Referring expression data:
########################################

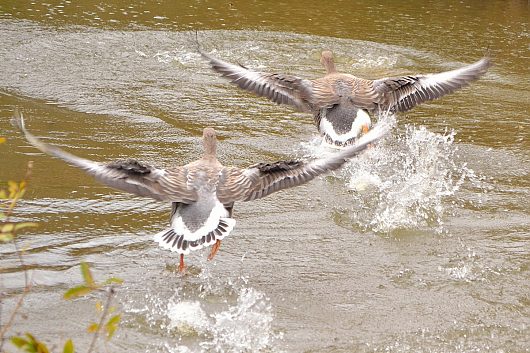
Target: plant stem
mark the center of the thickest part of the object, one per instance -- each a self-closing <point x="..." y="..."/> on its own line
<point x="102" y="319"/>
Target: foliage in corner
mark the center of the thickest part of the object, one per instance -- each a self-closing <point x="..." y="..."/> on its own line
<point x="8" y="231"/>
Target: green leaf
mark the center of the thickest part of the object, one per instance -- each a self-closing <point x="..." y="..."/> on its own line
<point x="113" y="280"/>
<point x="112" y="325"/>
<point x="87" y="275"/>
<point x="19" y="226"/>
<point x="41" y="347"/>
<point x="19" y="342"/>
<point x="77" y="291"/>
<point x="69" y="347"/>
<point x="93" y="327"/>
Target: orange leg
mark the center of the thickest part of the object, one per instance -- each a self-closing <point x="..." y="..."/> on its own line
<point x="181" y="264"/>
<point x="365" y="129"/>
<point x="215" y="249"/>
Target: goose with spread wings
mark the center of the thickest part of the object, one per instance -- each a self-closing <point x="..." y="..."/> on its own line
<point x="202" y="193"/>
<point x="341" y="103"/>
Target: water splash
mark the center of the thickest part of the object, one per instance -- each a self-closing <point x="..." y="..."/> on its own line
<point x="209" y="314"/>
<point x="403" y="181"/>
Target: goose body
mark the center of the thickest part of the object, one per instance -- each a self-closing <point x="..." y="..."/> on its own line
<point x="203" y="193"/>
<point x="340" y="102"/>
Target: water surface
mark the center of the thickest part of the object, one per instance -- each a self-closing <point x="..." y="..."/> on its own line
<point x="421" y="244"/>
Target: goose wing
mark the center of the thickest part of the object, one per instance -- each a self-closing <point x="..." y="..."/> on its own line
<point x="126" y="175"/>
<point x="279" y="88"/>
<point x="262" y="179"/>
<point x="403" y="93"/>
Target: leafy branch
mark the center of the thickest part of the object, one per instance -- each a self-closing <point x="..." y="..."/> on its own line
<point x="8" y="232"/>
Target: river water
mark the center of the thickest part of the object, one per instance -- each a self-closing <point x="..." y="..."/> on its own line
<point x="420" y="245"/>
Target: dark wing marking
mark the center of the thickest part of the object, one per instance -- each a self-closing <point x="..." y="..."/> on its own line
<point x="126" y="175"/>
<point x="279" y="88"/>
<point x="260" y="180"/>
<point x="403" y="93"/>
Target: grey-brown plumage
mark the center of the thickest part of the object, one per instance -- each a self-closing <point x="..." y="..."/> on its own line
<point x="338" y="99"/>
<point x="203" y="192"/>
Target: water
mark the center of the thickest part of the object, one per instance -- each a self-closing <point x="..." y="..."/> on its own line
<point x="421" y="244"/>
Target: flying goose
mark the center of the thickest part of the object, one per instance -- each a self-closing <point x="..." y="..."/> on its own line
<point x="202" y="193"/>
<point x="341" y="104"/>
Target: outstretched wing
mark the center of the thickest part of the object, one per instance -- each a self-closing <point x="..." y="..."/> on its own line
<point x="260" y="180"/>
<point x="279" y="88"/>
<point x="126" y="175"/>
<point x="403" y="93"/>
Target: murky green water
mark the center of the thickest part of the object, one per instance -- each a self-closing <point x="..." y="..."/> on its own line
<point x="421" y="245"/>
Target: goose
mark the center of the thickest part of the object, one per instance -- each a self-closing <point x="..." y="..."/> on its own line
<point x="202" y="193"/>
<point x="341" y="103"/>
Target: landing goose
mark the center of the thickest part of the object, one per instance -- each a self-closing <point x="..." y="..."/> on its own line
<point x="341" y="104"/>
<point x="202" y="193"/>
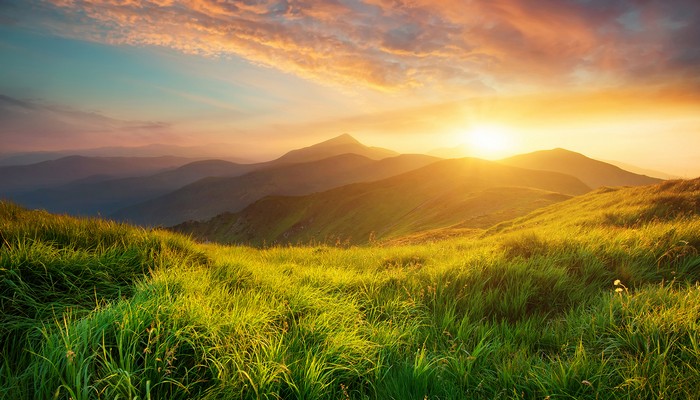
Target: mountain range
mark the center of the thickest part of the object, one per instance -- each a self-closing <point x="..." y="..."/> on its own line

########################################

Working through the records above, copy each line in which "goose" is found.

Task solution →
Target: goose with spread wings
Target: goose body
Target: goose wing
Target: flying goose
Target: goose
Target: landing goose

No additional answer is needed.